● GOAL OF THE EXERCISE
Put the lines below into a numbered list, omitting any blank lines.

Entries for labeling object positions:
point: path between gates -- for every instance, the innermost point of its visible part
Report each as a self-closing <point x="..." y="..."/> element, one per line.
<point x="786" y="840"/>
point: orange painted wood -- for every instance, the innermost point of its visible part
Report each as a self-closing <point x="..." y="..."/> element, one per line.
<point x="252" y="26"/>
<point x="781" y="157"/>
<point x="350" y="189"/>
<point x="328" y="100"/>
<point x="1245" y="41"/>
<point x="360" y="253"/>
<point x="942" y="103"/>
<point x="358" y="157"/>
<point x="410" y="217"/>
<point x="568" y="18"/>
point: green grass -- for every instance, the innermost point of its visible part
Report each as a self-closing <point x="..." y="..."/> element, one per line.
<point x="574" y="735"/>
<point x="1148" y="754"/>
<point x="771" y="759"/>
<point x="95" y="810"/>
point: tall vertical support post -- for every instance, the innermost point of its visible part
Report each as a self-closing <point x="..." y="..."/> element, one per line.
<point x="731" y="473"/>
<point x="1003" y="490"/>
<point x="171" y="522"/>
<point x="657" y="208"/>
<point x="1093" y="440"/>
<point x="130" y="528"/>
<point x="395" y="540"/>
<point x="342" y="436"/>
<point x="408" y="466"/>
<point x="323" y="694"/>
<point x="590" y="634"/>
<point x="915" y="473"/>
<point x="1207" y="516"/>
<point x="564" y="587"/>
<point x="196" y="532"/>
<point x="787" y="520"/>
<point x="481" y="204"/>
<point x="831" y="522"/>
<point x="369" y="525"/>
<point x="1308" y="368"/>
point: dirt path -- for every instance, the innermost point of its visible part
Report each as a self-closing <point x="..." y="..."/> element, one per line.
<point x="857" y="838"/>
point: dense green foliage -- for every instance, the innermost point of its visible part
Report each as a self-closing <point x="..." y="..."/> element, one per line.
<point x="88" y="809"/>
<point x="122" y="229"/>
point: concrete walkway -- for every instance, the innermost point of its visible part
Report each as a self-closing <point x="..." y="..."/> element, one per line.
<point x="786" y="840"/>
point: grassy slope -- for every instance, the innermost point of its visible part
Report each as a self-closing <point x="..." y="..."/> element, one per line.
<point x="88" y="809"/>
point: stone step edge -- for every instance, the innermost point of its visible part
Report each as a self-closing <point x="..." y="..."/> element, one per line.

● THE REPLY
1. point: path between gates -- for every instance, the innermost point of its visible part
2. Report each as a self-closing <point x="..." y="..."/> element, one per line.
3. <point x="786" y="840"/>
4. point: orange painted wood -- for every instance, the innermost point of its visible part
5. Report each as a self-closing <point x="..." y="..."/> element, one per line.
6. <point x="252" y="26"/>
7. <point x="781" y="157"/>
8. <point x="350" y="189"/>
9. <point x="328" y="100"/>
10. <point x="1245" y="41"/>
11. <point x="360" y="253"/>
12. <point x="942" y="103"/>
13. <point x="358" y="157"/>
14. <point x="410" y="217"/>
15. <point x="568" y="18"/>
16. point: green grass -- for every instance, the innermost point of its visible part
17. Report each as a self-closing <point x="..." y="..."/> element, one per line.
18. <point x="574" y="735"/>
19. <point x="1148" y="754"/>
20. <point x="771" y="759"/>
21. <point x="95" y="810"/>
22. point: tall vertical support post -- for every instance, the innermost point of its visible part
23. Report each as a self-closing <point x="..." y="..."/> element, one per line.
24. <point x="731" y="473"/>
25. <point x="1003" y="490"/>
26. <point x="171" y="522"/>
27. <point x="657" y="208"/>
28. <point x="1093" y="440"/>
29. <point x="130" y="528"/>
30. <point x="395" y="540"/>
31. <point x="342" y="436"/>
32. <point x="408" y="466"/>
33. <point x="323" y="694"/>
34. <point x="590" y="634"/>
35. <point x="915" y="473"/>
36. <point x="1207" y="516"/>
37. <point x="564" y="587"/>
38. <point x="196" y="532"/>
39. <point x="787" y="520"/>
40. <point x="481" y="204"/>
41. <point x="831" y="522"/>
42. <point x="369" y="525"/>
43. <point x="1308" y="368"/>
44. point: dirt path -- for every instance, the innermost point of its visible part
45. Report each as a self-closing <point x="..." y="..."/> element, one per line.
46. <point x="857" y="838"/>
47. point: dense green foliage -- for every instance, the innermost point of its visible part
48. Report each as a self-closing <point x="..." y="..."/> element, one per line.
49. <point x="88" y="809"/>
50. <point x="122" y="229"/>
51. point: concrete walkway -- for every instance, the innermost point of its visible part
52. Report each as a self-closing <point x="..." y="..."/> element, one per line.
53. <point x="786" y="840"/>
54. point: grassy slope -- for every instance, the innermost point of its visible part
55. Report each as a self-closing <point x="..." y="..."/> element, one per line.
56. <point x="88" y="809"/>
57. point: stone step edge -- for every instance, the innermost point of its visible part
58. Report each as a self-closing <point x="..." y="..."/> element, one per line.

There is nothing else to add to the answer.